Thread: RDS IO Read time

RDS IO Read time

From
Eden Aharoni
Date:

Hi all,

Hopefully, someone here could help us understand whats going on with our deployment..

We are running Postgres 17.4 on AWS RDS on an ec2 instance that has:

  • 32vCPU
  • 128GB RAM
  • gp3 with 25K IOPS and 4000MiB/s throughput
  • the instance supports up to 3125GB/s of throughput.

Whenever a query fetches data from the disk (index scan, bitmap scans, etc.) we’re reaching 23 – 30MB/s of IO Read time.

We changed our autovacuum settings to be more aggressive (0 scale factor and 10K threshold) so our index only scans will (hopefully) read data from the disk rarely. However, we can’t optimize all the queries to use index-only-scan since our users can dynamically select which columns to see and filtering.

Is this expected IO read rate? I can’t help but feel we’re missing something here..

 

Thanks a lot! 😊

 

Re: RDS IO Read time

From
Adrian Klaver
Date:
On 3/31/25 06:54, Eden Aharoni wrote:
> Hi all,
> 
> Hopefully, someone here could help us understand whats going on with our 
> deployment..
> 
> We are running Postgres 17.4 on AWS RDS on an ec2 instance that has:
> 
>   * 32vCPU
>   * 128GB RAM
>   * gp3 with 25K IOPS and 4000MiB/s throughput
>   * the instance supports up to 3125GB/s of throughput.
> 
> Whenever a query fetches data from the disk (index scan, bitmap scans, 
> etc.) we’re reaching 23 – 30MB/s of IO Read time.
> 
> We changed our autovacuum settings to be more aggressive (0 scale factor 
> and 10K threshold) so our index only scans will (hopefully) read data 
> from the disk rarely. However, we can’t optimize all the queries to use 
> index-only-scan since our users can dynamically select which columns to 
> see and filtering.
> 
> Is this expected IO read rate? I can’t help but feel we’re missing 
> something here..

RDS is a black box controlled by AWS, you are going to need to reach out 
to their tech support.

> 
> Thanks a lot! 😊
> 

-- 
Adrian Klaver
adrian.klaver@aklaver.com




Re: RDS IO Read time

From
Christophe Pettus
Date:

> On Mar 31, 2025, at 06:54, Eden Aharoni <edena@legitsecurity.com> wrote:
> Is this expected IO read rate? I can’t help but feel we’re missing something here..
* * *
● List of tasks
**A)** Repeat part of the RDS read-time thread word for word, starting at the words "Thread: RDS IO" and ending after "with our deployment..".
**B)** Condense the paragraph of the RDS read-time thread that opens "We changed our autovacuum settings" into a shorter version that keeps its main facts.
The data that comes next is from a separate source.

● Provided data
* * *
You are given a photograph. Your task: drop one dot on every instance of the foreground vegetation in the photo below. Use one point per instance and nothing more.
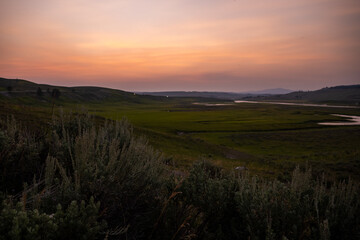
* * *
● List of solutions
**A)**
Thread: RDS IO Read time

RDS IO Read time

From
Eden Aharoni
Date:

Hi all,

Hopefully, someone here could help us understand whats going on with our deployment..

**B)** Autovacuum was made more aggressive (scale factor 0, threshold 10K) so index-only scans would rarely need to read from disk. Not every query can be made an index-only scan, though, because users dynamically choose which columns to see and how to filter.